[ASSIGNMENT]
Exact copy, no pictures: repeat the data that follows.

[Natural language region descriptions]

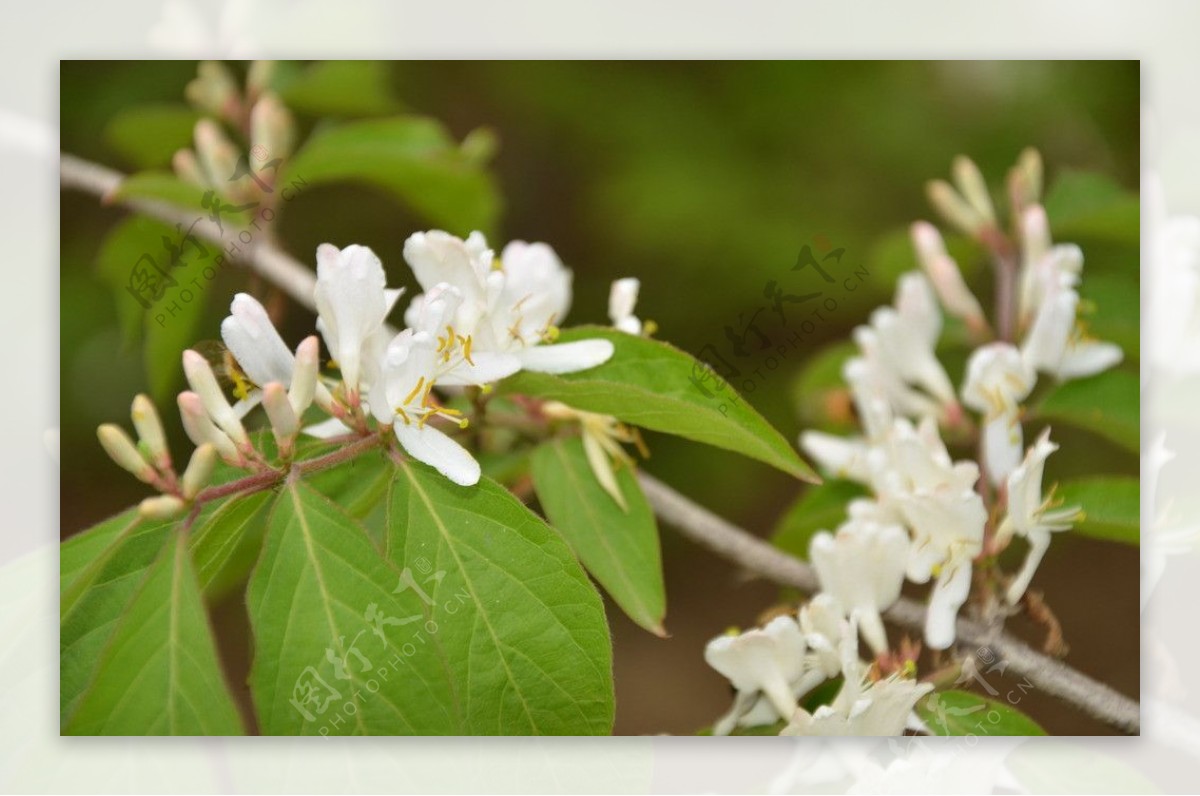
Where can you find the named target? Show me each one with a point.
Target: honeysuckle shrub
(417, 518)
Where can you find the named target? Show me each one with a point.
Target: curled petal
(439, 452)
(567, 357)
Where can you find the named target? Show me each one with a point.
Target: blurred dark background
(705, 180)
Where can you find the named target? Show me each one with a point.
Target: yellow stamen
(417, 389)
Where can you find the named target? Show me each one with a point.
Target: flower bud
(1025, 179)
(304, 375)
(149, 426)
(258, 77)
(217, 155)
(202, 379)
(201, 430)
(953, 207)
(199, 470)
(121, 449)
(189, 169)
(972, 186)
(943, 273)
(283, 420)
(214, 90)
(271, 129)
(161, 507)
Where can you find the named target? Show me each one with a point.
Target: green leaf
(1081, 204)
(1108, 404)
(411, 157)
(1116, 315)
(100, 573)
(336, 651)
(619, 548)
(172, 321)
(342, 89)
(1111, 507)
(160, 672)
(820, 508)
(820, 393)
(226, 544)
(514, 609)
(148, 136)
(964, 713)
(654, 385)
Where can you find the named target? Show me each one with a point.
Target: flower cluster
(479, 319)
(216, 163)
(930, 518)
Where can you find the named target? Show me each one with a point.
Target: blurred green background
(702, 179)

[TASK ANSWER]
Where can you find the named target? Show me each one with a point.
Target: honeysuckle shrub
(417, 518)
Where can you find the named target? Show me each one with a point.
Target: curled petal
(439, 452)
(567, 357)
Where can you find the named target? Show me each one with a point.
Target: blurred dark background
(705, 180)
Where can you find the named target? Show me each one with a point.
Target: yellow stamen
(417, 389)
Where can you find the named target? Show me each one with a point.
Target: flower bud
(1025, 179)
(304, 375)
(149, 426)
(258, 77)
(217, 155)
(202, 379)
(201, 430)
(953, 207)
(199, 470)
(121, 449)
(189, 169)
(972, 186)
(943, 273)
(283, 420)
(214, 90)
(271, 129)
(161, 507)
Where can you find the named target? Show me each one with a point.
Target: green leaf
(1081, 204)
(1108, 404)
(411, 157)
(1116, 315)
(100, 573)
(336, 651)
(619, 548)
(172, 321)
(342, 89)
(1111, 507)
(160, 672)
(820, 508)
(820, 393)
(226, 544)
(514, 609)
(148, 136)
(964, 713)
(654, 385)
Where can you find the named target? Show me each one with a point.
Target: flower cluster
(479, 319)
(216, 163)
(930, 518)
Where can you find the named target? Show me each one with a point.
Target: blurred green background
(702, 179)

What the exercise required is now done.